**Do this:** Return the lines beginning at the one that contains "Annotation guideline: for each instance of the sock" and continuing to the end of the entries, including both ends, exactly as written and nothing else.

**Entries provided:**
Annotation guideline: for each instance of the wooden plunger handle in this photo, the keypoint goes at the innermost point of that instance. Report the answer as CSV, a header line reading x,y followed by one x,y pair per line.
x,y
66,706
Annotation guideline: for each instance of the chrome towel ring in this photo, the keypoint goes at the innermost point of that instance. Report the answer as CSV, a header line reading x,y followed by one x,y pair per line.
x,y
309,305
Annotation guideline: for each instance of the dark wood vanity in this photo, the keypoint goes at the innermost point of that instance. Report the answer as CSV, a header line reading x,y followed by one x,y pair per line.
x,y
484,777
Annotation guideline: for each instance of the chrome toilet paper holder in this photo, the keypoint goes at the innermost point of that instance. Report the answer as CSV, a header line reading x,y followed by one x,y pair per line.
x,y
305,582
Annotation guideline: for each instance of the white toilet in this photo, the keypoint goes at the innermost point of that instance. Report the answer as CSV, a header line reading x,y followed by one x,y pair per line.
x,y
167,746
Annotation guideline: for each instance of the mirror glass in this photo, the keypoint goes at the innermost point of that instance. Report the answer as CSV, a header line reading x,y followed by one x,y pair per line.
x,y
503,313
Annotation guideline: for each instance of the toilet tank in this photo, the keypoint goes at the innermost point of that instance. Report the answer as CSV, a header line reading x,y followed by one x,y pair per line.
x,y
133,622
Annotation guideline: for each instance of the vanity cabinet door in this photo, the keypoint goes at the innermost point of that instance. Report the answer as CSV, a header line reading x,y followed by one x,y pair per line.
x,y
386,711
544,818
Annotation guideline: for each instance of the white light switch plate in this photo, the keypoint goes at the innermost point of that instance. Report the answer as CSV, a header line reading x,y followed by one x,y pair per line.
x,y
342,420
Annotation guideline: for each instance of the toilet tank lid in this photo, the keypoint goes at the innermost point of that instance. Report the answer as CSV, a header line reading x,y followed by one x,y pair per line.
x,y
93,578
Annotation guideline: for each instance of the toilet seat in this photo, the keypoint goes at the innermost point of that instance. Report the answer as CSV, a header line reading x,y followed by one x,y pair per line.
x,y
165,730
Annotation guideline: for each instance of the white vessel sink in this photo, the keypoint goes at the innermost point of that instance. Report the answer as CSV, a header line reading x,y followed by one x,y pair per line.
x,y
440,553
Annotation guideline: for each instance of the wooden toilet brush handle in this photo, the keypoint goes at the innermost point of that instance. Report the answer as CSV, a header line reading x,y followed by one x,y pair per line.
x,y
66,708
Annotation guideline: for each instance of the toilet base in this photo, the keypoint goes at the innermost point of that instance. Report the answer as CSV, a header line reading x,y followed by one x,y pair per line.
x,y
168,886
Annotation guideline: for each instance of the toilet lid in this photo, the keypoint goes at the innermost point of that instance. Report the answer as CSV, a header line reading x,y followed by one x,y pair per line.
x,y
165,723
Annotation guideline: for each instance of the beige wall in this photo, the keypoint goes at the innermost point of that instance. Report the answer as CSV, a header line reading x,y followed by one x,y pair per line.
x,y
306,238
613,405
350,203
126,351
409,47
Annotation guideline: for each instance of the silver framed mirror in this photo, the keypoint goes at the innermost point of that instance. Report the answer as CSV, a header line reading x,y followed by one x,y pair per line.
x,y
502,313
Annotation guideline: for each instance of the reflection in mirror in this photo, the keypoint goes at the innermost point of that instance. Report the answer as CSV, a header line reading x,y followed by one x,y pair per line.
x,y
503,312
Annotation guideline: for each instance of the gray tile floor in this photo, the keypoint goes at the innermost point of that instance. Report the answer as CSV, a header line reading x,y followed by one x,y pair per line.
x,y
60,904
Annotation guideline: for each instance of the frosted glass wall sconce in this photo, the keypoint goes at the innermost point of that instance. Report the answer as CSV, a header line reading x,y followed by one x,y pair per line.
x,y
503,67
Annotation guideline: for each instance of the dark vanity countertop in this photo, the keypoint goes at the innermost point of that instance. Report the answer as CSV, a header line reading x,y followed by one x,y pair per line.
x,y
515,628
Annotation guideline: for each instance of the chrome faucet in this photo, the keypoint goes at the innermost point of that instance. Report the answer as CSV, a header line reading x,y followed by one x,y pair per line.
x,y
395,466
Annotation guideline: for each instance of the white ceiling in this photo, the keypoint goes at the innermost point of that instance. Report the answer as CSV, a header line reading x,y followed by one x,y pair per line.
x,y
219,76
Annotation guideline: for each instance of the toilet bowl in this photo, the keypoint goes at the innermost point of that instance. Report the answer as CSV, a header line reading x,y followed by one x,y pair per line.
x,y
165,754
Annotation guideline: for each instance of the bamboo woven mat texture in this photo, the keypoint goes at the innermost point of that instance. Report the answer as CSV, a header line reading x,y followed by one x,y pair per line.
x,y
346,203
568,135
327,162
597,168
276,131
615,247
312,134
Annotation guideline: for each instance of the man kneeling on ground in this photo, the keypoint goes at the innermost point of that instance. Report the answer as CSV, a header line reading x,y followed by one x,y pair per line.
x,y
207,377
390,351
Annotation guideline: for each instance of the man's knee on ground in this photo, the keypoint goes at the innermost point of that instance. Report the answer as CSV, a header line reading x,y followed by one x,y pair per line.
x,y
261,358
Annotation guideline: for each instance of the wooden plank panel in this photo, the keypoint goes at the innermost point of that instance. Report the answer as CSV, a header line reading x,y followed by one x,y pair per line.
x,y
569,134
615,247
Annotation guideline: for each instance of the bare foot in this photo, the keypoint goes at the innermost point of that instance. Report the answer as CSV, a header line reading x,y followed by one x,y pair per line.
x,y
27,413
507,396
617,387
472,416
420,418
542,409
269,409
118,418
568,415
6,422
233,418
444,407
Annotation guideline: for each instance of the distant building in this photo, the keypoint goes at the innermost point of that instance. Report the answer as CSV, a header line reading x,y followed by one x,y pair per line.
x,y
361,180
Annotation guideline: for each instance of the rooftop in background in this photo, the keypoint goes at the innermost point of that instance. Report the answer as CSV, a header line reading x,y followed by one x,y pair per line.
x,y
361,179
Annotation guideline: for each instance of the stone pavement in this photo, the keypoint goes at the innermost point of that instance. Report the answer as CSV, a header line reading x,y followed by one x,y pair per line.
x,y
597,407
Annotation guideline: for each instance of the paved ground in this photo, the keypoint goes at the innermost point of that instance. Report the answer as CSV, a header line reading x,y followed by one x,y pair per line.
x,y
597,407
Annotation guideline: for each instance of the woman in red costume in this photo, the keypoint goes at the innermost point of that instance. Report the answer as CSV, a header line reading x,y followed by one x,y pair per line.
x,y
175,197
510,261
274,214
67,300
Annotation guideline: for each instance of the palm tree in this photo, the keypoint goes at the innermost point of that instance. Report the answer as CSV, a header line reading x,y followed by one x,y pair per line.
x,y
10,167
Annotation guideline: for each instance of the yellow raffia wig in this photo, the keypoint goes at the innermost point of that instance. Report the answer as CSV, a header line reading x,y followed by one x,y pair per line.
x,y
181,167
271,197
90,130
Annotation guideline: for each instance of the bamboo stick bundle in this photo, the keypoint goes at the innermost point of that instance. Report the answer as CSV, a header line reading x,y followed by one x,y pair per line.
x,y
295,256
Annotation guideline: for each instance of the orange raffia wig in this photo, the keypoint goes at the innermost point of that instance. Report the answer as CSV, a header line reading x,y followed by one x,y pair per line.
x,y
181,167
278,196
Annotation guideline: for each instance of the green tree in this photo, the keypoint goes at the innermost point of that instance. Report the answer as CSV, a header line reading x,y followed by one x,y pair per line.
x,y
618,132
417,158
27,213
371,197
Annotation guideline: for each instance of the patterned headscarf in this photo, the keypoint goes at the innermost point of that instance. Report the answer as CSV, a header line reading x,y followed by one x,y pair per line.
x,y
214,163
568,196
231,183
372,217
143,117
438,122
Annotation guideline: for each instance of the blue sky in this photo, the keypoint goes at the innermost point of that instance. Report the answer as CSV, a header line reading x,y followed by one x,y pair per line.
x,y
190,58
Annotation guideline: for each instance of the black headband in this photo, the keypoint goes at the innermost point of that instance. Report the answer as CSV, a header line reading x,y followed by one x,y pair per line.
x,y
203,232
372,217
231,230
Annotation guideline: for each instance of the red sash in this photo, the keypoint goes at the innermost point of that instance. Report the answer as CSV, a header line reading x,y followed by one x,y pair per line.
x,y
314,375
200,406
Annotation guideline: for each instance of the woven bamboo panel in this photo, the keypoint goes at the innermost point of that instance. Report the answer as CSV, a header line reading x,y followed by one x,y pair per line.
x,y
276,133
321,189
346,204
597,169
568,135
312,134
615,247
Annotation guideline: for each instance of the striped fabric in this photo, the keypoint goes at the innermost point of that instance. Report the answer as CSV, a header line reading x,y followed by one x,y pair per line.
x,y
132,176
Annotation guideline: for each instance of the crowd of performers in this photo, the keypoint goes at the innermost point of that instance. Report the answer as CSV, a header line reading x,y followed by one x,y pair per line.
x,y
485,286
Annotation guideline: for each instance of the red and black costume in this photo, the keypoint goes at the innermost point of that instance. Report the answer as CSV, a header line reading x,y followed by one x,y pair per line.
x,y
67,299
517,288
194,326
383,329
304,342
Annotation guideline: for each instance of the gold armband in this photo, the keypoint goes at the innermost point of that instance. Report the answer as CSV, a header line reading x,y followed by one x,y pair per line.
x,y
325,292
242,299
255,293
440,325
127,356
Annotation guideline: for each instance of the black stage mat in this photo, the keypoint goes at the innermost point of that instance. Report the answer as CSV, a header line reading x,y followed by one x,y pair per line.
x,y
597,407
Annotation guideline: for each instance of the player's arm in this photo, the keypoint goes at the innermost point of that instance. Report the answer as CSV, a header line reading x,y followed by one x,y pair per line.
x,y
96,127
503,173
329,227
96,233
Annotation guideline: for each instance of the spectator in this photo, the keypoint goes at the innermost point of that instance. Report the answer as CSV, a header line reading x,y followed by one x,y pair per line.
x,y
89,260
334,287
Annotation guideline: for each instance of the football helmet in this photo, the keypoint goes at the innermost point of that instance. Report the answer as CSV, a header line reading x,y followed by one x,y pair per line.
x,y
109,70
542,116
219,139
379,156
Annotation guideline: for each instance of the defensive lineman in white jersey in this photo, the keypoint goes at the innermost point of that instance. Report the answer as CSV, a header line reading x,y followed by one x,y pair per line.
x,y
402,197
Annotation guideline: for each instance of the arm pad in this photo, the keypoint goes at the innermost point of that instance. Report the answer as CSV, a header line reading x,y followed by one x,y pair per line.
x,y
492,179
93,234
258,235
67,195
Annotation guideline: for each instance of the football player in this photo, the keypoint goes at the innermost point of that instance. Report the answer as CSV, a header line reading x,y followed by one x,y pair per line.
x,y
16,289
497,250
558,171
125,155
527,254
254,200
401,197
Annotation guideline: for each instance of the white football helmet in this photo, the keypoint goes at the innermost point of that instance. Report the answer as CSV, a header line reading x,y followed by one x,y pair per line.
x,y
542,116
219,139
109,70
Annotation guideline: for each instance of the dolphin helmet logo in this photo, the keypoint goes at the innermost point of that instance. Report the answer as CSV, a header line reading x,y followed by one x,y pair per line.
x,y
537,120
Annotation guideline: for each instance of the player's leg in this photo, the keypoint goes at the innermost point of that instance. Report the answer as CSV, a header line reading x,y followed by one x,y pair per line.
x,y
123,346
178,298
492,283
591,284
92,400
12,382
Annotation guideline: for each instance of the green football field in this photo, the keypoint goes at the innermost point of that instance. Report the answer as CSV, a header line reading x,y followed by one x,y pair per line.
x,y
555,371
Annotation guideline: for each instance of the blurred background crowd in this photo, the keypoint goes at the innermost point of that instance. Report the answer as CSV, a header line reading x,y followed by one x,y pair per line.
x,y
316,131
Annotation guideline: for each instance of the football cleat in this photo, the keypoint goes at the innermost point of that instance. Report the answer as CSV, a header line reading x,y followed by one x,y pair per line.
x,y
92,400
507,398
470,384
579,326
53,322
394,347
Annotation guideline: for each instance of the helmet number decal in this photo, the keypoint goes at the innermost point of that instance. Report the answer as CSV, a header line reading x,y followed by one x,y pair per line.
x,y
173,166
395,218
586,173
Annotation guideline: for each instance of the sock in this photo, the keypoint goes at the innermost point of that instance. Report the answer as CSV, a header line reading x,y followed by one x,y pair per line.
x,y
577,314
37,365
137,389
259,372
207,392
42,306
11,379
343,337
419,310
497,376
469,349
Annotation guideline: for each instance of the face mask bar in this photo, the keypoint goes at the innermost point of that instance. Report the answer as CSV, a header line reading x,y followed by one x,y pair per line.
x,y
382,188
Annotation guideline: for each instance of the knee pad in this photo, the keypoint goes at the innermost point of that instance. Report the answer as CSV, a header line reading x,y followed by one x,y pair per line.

**Correct output:**
Annotation guideline: for each instance of the sock in this photo, the keypoint goes at the innermost point of that instance. Report the answer as CSV, a header line reading x,y followed by one x,y pair per line.
x,y
577,314
37,365
137,389
259,372
207,392
42,306
11,379
343,337
419,310
497,376
469,349
Annotation guideline: for each instance of the face mask bar in this photo, the keypoint goes at the innermost point of that instance. Report the answer as CSV, a header line reading x,y followed by one x,y pair per line.
x,y
382,188
Annotation guideline: for each instance of the knee pad in this photo, the keypoint goes at the innermost point of that instance. Report the answer as CSV, a header line reading x,y followed by one x,y pair per line.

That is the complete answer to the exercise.